Brief:
Count the lines below that contain the string "fabric", matching case exactly, and reply with only that number.

Source material:
┄┄┄┄┄┄

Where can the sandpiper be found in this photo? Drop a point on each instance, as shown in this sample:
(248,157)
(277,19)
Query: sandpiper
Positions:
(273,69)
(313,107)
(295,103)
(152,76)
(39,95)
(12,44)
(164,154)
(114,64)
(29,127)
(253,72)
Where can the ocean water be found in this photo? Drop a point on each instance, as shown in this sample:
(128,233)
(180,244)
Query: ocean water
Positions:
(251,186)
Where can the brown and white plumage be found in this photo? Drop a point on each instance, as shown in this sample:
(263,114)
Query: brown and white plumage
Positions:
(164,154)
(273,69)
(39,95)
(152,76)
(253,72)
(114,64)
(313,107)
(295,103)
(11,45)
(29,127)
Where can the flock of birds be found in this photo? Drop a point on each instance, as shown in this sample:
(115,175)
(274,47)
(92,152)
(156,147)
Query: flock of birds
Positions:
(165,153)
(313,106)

┄┄┄┄┄┄

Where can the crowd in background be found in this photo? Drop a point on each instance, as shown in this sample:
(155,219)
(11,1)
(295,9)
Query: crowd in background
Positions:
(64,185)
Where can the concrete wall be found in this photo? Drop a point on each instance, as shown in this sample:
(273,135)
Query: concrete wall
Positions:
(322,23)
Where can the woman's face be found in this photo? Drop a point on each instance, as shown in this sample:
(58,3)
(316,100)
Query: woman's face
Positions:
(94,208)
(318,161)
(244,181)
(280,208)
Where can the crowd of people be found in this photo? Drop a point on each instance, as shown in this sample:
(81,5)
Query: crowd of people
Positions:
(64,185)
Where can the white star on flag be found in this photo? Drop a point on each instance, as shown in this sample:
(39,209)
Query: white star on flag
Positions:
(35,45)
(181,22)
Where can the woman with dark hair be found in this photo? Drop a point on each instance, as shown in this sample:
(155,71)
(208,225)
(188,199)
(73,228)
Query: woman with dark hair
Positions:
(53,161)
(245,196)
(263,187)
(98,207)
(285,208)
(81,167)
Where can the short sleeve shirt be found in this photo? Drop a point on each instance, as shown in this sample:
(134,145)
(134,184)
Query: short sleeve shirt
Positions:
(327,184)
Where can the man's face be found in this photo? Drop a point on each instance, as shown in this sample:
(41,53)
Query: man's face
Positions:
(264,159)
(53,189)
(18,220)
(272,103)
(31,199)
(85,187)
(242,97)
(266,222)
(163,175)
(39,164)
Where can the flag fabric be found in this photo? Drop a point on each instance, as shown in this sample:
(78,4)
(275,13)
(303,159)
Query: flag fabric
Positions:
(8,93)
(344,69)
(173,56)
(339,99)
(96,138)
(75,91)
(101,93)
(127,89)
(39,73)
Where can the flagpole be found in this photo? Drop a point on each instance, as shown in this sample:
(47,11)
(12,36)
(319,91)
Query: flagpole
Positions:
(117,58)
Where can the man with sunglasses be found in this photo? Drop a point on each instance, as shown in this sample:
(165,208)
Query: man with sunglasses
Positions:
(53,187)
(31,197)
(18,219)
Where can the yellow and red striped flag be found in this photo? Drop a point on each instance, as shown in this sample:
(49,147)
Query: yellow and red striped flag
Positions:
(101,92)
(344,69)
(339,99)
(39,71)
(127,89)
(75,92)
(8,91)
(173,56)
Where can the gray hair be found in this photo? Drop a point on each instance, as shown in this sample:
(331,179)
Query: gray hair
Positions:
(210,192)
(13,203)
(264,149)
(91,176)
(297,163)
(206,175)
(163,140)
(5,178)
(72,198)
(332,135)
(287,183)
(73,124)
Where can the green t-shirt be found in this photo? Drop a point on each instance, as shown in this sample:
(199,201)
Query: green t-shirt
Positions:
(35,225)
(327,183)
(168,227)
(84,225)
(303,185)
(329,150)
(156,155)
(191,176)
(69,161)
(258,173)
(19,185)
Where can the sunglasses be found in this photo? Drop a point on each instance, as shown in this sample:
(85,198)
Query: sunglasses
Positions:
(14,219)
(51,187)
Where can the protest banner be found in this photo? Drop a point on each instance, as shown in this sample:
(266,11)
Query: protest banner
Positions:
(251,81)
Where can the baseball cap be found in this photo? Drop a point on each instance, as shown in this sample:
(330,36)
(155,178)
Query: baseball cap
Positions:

┄┄┄┄┄┄

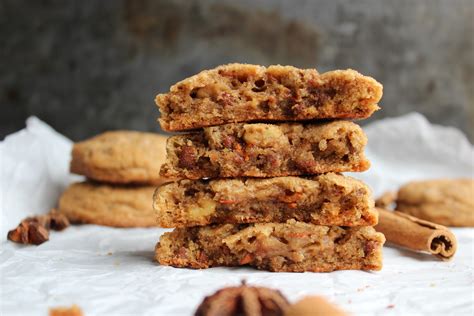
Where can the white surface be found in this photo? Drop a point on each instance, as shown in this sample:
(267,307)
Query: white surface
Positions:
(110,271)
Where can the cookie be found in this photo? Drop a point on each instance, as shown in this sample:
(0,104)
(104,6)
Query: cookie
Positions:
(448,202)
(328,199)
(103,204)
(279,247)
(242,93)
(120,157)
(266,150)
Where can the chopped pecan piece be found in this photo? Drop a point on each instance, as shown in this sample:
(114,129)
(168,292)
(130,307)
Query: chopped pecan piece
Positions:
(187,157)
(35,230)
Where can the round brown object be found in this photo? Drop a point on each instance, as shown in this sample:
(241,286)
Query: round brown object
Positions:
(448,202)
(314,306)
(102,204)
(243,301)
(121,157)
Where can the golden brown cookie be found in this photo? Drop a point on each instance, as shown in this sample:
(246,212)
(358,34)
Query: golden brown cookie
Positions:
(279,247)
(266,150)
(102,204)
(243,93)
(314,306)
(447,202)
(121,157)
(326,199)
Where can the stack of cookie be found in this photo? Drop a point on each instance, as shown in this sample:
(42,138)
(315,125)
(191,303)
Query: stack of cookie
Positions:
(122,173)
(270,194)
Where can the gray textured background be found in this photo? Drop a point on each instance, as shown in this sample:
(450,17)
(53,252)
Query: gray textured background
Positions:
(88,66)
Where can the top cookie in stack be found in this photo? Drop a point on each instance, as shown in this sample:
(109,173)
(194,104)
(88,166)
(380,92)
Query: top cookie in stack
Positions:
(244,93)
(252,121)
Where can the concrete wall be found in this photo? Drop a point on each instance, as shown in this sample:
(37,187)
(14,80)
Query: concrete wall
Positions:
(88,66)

┄┄┄┄┄┄

Expected answer:
2